Faiza did not practice for 10 years after graduation. Her mother-in-law had a stroke and as a doctor-at-home, she was responsible for her care.

After she died, Faiza decided to go back to work. She realised that she will have to start from scratch and re-do her house job.

“I couldn’t do night duties as I had little kids at home. So, I opened a clinic in my home. I just see patients from my neighbourhood.” Is she working or not working?

Aminah is also taking a break after graduation to care for her two young children. “I cannot do a regular job with two toddlers and no one else to help,” she told me.

“I share a clinic with my husband in the evening. I can stay in touch with my training this way.” Is she working or not working?

After five years of taking a break, Najma bought an ultrasound machine and started doing ante-natal exams at her home. There isn’t any board outside advertising her clinic. It is not even a clinic, strictly speaking, just the guest bedroom in her house. Is she working or not working?

Arshia volunteers at an NGO that arranges free clinics in slums around Lahore. She does not get paid. Seema is doing her MCPS training in a public hospital, and has been working as an unpaid honorary trainee for two years. Which pile do I put her in?

Do not get me wrong. We need doctors to work in our hospitals, to be available in emergencies 24/7, to look after our mothers and children whenever the need arises.

We need women to work because otherwise we miss out on their perspectives, their ability to empathise, to care, and to listen. But this cannot happen without taking a deep and critical look at our homes and our workplaces.

Go to a hospital, any hospital. Take in all the chaos and misery that is around you.

Stand behind the doctor’s table in the emergency ward, with 10 patients thrusting their parchi in your face.

Go to the OPD, where you won’t be able to walk through the crowded corridors.

Spend a night trying to manage a diabetic patient in ketoacidosis, or trying to alleviate the pain of a patient with tetanus. Or see a young child die of dehydration or a mother due to eclampsia.

Then go home. Pick up your child’s toys from the floor. Pick your spouse’s laundry. Wash the dishes. Cook a salan, knead some flour, and make rotis.

Press the uniforms and dress you need to wear tomorrow. Make lunches and fill water bottles. Check that your children have done their homework. And when everyone sleeps, make that crown that your daughter’s teacher asked her to bring.
################
**TASKS AND EXERCISES**
**a)** Please copy out the part of the passage on women doctors that opens with the words containing "We need women" and closes with "is around you.".
**b)** Answer these questions from the passage on women doctors:
(i) For how many years did Faiza not practice after graduation?
(ii) Where does Arshia volunteer?
(iii) For how long has Seema worked as an unpaid honorary trainee?
The rows that follow are not needed for anything here.

**EXERCISE DATA**
################
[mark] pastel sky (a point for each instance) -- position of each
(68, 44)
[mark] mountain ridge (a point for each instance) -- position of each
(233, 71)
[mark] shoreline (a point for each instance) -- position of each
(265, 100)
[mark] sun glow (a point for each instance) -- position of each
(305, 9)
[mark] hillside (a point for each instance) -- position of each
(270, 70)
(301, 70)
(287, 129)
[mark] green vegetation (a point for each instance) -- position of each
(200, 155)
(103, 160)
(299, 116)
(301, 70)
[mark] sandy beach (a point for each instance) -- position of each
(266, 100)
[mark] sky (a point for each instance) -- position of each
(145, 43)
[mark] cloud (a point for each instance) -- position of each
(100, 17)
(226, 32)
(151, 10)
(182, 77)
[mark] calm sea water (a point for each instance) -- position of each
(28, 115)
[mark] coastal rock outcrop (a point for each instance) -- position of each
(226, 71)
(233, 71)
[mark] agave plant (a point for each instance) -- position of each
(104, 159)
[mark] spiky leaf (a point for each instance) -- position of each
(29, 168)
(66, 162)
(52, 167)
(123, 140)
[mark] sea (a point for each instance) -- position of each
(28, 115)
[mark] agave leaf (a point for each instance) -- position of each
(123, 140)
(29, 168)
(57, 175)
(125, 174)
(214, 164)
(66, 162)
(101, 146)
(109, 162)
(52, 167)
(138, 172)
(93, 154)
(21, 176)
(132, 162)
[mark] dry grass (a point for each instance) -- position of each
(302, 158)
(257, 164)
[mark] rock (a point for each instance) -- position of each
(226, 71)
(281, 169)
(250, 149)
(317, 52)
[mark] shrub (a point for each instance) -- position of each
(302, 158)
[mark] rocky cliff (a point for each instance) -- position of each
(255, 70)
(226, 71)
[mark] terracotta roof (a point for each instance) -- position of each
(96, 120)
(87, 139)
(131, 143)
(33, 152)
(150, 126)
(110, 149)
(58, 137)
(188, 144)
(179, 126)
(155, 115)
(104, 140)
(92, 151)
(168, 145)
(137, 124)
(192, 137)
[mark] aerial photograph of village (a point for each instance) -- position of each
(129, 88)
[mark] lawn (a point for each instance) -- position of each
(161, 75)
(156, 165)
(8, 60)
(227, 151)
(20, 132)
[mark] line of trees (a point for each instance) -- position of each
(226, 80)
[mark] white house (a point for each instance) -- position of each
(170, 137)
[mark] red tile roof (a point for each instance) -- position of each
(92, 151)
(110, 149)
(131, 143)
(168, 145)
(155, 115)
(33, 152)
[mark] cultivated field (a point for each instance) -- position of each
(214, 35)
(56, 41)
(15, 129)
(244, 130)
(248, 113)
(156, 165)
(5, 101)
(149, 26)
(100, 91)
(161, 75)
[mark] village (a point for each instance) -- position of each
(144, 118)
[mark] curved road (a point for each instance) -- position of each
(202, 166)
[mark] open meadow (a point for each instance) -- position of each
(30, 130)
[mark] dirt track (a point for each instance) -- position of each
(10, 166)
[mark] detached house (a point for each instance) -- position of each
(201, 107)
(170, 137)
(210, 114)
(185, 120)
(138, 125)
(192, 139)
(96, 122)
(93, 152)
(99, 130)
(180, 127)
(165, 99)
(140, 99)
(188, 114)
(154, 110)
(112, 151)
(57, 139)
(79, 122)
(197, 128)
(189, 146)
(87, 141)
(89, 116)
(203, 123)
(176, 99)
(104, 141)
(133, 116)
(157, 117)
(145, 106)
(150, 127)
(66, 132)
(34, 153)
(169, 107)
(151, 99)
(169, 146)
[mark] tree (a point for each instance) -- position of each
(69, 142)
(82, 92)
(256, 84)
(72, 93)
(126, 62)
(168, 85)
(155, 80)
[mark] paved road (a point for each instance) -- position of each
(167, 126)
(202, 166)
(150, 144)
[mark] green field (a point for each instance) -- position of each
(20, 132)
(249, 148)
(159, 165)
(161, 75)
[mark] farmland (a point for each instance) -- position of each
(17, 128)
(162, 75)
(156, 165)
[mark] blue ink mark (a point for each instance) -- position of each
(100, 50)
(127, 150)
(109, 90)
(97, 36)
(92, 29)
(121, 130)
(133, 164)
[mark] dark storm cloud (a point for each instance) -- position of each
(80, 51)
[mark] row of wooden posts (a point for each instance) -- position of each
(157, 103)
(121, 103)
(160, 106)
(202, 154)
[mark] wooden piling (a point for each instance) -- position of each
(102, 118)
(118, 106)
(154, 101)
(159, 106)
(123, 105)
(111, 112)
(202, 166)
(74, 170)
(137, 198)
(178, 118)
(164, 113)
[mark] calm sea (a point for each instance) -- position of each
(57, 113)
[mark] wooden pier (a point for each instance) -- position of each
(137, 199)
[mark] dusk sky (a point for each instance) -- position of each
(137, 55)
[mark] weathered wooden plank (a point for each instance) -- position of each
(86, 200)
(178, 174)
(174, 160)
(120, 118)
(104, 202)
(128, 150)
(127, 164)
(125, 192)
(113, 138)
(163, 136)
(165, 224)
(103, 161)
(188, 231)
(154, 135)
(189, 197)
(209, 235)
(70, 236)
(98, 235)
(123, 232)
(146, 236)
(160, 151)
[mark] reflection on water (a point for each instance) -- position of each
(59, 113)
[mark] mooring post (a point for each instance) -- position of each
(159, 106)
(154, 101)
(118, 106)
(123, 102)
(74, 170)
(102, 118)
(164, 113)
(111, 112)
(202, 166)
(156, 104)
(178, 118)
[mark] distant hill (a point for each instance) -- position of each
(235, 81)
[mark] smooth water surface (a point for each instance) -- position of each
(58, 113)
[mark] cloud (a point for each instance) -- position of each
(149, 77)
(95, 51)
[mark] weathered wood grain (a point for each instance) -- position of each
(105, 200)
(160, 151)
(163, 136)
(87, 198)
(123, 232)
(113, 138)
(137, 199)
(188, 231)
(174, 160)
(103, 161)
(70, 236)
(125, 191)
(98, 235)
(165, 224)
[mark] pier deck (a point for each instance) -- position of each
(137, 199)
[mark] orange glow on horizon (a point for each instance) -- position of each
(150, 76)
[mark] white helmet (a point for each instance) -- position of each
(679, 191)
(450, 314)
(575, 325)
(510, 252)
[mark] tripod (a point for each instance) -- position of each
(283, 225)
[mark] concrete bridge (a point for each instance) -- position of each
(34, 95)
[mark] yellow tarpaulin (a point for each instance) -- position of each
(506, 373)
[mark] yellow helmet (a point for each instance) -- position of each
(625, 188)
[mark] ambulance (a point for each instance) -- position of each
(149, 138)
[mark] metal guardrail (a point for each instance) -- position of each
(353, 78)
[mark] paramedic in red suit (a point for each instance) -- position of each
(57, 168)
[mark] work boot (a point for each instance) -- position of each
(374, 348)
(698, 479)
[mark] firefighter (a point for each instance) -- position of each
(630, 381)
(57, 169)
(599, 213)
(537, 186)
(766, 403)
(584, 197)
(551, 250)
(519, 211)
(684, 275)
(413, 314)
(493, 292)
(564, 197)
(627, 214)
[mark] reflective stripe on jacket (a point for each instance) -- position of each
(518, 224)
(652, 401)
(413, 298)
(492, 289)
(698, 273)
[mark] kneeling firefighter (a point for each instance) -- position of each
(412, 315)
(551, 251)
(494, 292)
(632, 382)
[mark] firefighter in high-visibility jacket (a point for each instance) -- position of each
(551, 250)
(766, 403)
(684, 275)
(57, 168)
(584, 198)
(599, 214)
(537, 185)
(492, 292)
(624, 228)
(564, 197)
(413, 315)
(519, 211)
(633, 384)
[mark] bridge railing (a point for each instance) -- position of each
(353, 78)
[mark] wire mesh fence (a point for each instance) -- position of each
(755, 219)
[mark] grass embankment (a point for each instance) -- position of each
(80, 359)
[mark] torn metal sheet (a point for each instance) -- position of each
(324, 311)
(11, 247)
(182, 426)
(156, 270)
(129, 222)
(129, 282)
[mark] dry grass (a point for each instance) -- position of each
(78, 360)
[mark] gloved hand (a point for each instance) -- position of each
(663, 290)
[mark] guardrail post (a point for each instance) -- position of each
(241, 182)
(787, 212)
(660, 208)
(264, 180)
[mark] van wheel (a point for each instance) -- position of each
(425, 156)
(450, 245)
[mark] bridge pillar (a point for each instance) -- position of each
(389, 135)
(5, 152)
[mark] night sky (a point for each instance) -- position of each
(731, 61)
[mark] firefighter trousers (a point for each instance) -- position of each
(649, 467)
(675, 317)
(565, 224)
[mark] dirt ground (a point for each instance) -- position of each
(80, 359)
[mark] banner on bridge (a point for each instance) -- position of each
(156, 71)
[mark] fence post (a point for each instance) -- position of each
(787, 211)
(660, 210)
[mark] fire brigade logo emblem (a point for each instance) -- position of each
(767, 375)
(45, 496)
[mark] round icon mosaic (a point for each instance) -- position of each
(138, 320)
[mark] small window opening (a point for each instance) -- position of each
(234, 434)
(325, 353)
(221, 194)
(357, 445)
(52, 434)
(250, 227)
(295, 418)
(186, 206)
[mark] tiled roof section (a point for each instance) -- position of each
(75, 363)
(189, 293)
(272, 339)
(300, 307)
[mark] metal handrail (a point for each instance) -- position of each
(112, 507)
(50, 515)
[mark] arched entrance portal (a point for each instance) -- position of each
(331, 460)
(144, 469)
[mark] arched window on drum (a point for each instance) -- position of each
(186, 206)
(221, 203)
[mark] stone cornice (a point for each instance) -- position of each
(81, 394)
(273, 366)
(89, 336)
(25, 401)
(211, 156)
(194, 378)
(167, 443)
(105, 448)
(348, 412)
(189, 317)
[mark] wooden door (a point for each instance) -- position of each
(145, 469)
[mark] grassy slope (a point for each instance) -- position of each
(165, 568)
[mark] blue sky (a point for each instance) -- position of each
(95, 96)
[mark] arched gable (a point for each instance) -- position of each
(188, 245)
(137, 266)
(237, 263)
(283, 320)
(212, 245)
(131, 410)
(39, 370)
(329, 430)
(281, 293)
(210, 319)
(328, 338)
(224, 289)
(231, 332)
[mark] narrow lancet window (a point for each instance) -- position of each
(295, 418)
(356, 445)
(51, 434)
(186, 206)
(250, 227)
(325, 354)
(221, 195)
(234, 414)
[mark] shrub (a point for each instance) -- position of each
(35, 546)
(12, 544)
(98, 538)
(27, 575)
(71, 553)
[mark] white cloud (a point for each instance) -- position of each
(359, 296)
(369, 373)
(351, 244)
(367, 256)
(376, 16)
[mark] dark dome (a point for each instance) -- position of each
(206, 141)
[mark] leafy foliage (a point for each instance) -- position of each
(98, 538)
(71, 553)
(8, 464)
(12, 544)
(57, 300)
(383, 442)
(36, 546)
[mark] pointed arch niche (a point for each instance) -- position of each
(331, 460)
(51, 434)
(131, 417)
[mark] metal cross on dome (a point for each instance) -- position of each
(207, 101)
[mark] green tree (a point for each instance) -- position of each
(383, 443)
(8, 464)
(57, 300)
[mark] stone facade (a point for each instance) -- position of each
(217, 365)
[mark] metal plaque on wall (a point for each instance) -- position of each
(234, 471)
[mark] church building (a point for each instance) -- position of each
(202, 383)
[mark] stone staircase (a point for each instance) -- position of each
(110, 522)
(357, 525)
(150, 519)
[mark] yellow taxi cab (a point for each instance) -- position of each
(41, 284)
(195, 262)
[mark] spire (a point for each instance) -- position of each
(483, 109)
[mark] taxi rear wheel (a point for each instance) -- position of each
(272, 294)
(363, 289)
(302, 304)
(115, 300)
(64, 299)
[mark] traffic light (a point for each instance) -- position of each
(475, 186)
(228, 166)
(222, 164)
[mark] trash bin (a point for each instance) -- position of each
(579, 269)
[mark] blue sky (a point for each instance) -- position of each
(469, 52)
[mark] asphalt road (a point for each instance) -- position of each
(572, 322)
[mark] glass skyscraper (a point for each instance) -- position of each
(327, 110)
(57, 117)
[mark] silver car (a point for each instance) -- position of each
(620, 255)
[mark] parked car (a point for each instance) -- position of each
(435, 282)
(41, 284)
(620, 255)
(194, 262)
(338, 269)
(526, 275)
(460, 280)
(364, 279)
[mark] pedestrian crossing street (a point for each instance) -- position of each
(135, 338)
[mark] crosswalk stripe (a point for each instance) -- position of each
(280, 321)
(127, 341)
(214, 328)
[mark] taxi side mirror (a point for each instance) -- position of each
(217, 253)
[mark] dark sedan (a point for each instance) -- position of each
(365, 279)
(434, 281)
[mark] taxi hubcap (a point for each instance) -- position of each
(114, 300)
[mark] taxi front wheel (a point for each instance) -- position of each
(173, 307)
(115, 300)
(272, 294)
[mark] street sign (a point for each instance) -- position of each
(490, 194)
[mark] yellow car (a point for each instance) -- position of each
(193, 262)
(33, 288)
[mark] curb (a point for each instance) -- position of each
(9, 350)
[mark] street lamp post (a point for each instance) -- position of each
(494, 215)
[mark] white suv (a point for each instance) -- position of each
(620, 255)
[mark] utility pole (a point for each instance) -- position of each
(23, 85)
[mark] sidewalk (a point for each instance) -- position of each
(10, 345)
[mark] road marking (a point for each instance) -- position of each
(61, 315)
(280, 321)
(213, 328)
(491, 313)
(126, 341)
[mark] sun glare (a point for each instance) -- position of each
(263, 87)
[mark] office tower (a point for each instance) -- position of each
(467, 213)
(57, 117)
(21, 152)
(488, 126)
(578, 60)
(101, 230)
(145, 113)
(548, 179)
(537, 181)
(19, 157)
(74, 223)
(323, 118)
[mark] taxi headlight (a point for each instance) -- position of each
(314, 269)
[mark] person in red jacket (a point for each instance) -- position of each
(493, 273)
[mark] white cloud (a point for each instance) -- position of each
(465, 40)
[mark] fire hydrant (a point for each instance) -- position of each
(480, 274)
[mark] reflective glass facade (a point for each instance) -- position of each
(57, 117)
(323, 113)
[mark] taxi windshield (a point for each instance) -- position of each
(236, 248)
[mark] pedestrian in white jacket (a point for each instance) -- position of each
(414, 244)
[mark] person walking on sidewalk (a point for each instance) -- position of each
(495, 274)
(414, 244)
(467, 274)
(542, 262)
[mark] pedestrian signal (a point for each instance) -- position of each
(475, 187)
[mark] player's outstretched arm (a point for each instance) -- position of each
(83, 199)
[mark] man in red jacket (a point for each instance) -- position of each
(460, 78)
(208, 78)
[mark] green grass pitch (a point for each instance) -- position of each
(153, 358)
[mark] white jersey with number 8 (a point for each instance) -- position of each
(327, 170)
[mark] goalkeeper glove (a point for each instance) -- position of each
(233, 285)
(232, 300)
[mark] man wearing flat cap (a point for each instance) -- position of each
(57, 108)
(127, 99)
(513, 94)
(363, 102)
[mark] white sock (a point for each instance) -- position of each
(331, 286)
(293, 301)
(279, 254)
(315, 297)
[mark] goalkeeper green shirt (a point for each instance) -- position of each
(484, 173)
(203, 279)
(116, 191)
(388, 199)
################
**ANSWERS TO THE TASKS**
**a)**
We need women to work because otherwise we miss out on their perspectives, their ability to empathise, to care, and to listen. But this cannot happen without taking a deep and critical look at our homes and our workplaces.

Go to a hospital, any hospital. Take in all the chaos and misery that is around you.

**b)**
(i) 10 years
(ii) At an NGO that arranges free clinics in slums around Lahore
(iii) Two years